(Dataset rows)
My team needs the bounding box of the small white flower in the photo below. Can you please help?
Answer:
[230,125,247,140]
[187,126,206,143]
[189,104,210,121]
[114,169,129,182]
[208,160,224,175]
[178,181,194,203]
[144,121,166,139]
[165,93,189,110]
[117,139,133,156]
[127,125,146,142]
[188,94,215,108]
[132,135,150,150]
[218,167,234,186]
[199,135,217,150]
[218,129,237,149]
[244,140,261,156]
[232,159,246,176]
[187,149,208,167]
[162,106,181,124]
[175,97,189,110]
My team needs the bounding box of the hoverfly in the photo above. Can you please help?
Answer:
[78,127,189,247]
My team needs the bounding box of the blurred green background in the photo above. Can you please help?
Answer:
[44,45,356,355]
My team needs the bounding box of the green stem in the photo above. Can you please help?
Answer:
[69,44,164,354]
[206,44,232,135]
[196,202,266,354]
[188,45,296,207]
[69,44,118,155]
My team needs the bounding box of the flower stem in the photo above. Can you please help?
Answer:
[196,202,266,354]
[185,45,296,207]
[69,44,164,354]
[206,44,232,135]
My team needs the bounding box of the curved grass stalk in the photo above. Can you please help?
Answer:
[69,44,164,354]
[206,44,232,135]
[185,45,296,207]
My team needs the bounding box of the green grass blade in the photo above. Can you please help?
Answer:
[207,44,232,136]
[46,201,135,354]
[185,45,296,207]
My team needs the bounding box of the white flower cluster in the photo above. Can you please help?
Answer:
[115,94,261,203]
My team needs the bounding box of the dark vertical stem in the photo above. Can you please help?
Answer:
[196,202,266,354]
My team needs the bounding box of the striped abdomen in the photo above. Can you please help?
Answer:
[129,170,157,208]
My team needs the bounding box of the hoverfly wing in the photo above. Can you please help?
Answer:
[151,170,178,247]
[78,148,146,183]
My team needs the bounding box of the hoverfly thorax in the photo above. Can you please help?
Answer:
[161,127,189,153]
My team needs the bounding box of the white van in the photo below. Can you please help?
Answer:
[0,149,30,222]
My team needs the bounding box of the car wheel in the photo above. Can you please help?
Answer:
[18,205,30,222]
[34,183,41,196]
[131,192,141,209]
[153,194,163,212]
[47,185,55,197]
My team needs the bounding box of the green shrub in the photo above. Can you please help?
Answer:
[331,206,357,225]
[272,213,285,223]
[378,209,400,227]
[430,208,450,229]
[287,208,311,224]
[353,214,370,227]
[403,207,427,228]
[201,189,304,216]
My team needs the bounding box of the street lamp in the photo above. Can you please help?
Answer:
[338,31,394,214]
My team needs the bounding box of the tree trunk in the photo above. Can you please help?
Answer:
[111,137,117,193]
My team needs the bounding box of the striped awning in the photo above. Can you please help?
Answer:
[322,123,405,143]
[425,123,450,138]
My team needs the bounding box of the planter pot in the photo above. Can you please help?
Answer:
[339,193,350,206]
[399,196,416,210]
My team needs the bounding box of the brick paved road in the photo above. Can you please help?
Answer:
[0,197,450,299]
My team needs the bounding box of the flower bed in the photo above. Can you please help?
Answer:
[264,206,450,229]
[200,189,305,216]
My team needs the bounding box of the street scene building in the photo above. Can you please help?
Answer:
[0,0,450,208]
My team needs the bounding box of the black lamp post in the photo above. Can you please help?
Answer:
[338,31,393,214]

» **EXERCISE PROMPT**
Can you write out everything from the start of the records down to the line containing "[78,127,189,247]", swapping "team" for "group" and leaving all else as it is, with nothing beyond those lines?

» **EXERCISE OUTPUT**
My group needs the bounding box of the small white flower in the photo below. Can you please help?
Answer:
[230,125,247,140]
[187,126,206,143]
[189,104,210,121]
[114,169,129,182]
[208,160,224,175]
[178,181,194,203]
[144,121,166,139]
[165,93,189,110]
[117,139,133,156]
[127,125,146,142]
[188,94,215,108]
[132,135,150,150]
[218,167,234,186]
[199,135,217,150]
[218,129,237,149]
[244,140,261,156]
[232,159,246,176]
[187,149,208,167]
[162,106,181,124]
[175,97,189,110]
My group needs the bounding box of the hoverfly in the photo above. Can you please help?
Answer:
[78,127,189,247]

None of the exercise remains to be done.